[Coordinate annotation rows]

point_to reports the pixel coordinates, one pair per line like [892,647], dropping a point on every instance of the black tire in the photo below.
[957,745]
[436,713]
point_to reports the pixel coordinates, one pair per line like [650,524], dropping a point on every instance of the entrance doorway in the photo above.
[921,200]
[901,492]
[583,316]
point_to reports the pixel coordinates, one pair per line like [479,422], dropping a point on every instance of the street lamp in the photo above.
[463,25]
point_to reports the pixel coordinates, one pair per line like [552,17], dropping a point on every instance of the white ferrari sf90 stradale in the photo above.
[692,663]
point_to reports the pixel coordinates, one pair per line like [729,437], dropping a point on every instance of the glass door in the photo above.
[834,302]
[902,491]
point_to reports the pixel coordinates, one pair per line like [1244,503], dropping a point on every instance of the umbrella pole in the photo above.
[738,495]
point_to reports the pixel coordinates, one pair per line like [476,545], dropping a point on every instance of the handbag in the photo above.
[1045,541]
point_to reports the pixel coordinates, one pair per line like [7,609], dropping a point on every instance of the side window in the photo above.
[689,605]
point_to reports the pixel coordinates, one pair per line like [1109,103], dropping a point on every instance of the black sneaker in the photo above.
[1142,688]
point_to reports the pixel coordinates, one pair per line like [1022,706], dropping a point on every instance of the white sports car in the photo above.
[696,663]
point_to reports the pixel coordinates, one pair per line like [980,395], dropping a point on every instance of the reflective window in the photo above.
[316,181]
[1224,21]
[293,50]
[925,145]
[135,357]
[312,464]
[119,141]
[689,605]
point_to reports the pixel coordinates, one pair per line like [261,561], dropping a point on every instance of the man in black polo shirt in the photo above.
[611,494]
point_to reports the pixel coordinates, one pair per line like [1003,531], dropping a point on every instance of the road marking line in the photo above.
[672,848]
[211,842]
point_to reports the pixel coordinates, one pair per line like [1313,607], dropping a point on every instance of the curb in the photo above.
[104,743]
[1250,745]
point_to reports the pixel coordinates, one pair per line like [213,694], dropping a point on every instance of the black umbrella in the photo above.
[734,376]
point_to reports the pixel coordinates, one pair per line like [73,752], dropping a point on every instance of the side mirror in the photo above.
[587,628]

*WHAT IS BEING ASKED*:
Echo every row above verbatim, keeping each line as it stands.

*SOLUTION FOR THIS PROBLEM*:
point_to reports the pixel coordinates, one pair per line like [892,647], dropping a point on every instance of the black tire in the photo below.
[957,745]
[436,713]
point_to reports the pixel coordinates, one pair per line like [650,524], dropping a point on every instance of the entrance doorway in the photo above.
[921,200]
[901,492]
[583,316]
point_to reports the pixel coordinates, one pair per line like [479,422], dropping a point on every instance of the street lamp in the photo above.
[463,25]
point_to reports the pixel coordinates, one pair per line like [552,17], dropping a point on every instance of the white ferrari sf90 stradale in the photo above.
[692,663]
point_to reports the pixel coordinates, one pair per line like [729,437], dropping a point on every instance of the glass door in the photo above.
[834,302]
[902,491]
point_to reports the pixel coordinates, one pair per line like [1244,503], dropping a point on every instance of the umbrella pole in the photo above.
[738,495]
point_to reports the pixel coordinates, one pair per line like [476,545], dropping a point on every instance of the handbag in the photo above.
[1045,541]
point_to reports the pixel coordinates, one pair per line like [7,609], dropping a point on every instance of the side window in the photo above.
[689,605]
point_to reports the pixel coordinates, one pair per line like [1109,103], dropping a point on every instance of the black sneaker in the photo above.
[1142,688]
point_to reports the pixel coordinates, one pair per line like [1022,706], dropping a point on every instance of the white sports car in the photo above.
[696,663]
point_to reports the pixel coordinates, one pair per line like [980,395], dropping a point on every instance of the reflective window in the photo above.
[316,181]
[1224,21]
[293,50]
[925,145]
[135,357]
[312,464]
[119,141]
[689,605]
point_to reports the pixel coordinates, one pair per line like [261,561], dropping a point on every instance of the man in black polo shirt in the photo above.
[611,494]
point_to reports the pixel coordinates, one pair per line like [1003,531], dropping a point on every instance of the road marking line in the photo above.
[672,848]
[211,842]
point_to reports the pixel coordinates, one pair per line like [1313,607], dropping a point on every instance of the curb in the photo above.
[104,743]
[1250,745]
point_to reports the pixel coordinates, one pair per line like [213,694], dropping a point on every instance of the black umbrella in the photo above.
[734,376]
point_to reports the pixel coordinates, one pair per line like [73,752], dropping a point on every instance of the side mirror in the photo above.
[587,628]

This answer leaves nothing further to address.